• [WORK TO COMPLETE] Start to finish, reproduce the records below with nothing missing.

• [RECORD EXCERPTS]
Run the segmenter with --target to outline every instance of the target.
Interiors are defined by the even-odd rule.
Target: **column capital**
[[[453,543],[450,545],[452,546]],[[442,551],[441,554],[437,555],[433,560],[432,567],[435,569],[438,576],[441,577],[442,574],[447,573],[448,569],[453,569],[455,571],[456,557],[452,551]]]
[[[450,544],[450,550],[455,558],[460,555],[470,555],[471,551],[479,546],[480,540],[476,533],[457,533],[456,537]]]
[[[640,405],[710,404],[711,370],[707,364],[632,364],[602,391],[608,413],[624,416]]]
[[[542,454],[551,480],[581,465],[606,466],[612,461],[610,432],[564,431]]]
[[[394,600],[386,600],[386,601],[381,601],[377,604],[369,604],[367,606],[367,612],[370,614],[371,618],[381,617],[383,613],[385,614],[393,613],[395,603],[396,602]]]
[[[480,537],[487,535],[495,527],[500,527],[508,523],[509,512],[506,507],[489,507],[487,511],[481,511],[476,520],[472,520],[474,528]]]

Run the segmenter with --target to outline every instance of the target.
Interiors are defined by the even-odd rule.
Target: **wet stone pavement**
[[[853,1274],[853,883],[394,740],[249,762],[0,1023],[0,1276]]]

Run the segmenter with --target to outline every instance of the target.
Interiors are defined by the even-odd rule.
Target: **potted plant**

• [THE ANSWER]
Run the segmenter with --target to outline every instance of the target.
Interiors are defined by the even-odd rule.
Target: **column capital**
[[[453,543],[450,545],[452,546]],[[442,551],[441,554],[437,555],[433,560],[432,567],[435,569],[438,576],[441,577],[442,574],[447,573],[448,569],[453,569],[455,571],[456,557],[452,551]]]
[[[450,544],[450,550],[455,558],[460,555],[470,555],[471,551],[479,546],[480,540],[476,533],[457,533],[456,537]]]
[[[640,405],[710,404],[711,370],[707,364],[632,364],[602,391],[608,413],[624,416]]]
[[[542,454],[551,480],[581,465],[606,466],[612,461],[610,432],[564,431]]]
[[[394,600],[386,600],[386,601],[381,601],[377,604],[369,604],[367,606],[367,612],[370,614],[371,618],[381,617],[383,613],[385,614],[393,613],[395,603],[396,602]]]
[[[480,537],[487,535],[495,527],[500,527],[508,523],[509,512],[506,507],[489,507],[487,511],[481,511],[476,520],[472,520],[474,528]]]

Run the segmenter with --target to outline every instance of the target.
Interiors are defined by the even-odd rule.
Target: **wet stone pavement**
[[[853,1274],[853,883],[394,740],[249,762],[0,1023],[0,1276]]]

Run the segmenter with --target to outline every instance of the target.
Interiors are defined by the even-odd rule.
Target: **potted plant**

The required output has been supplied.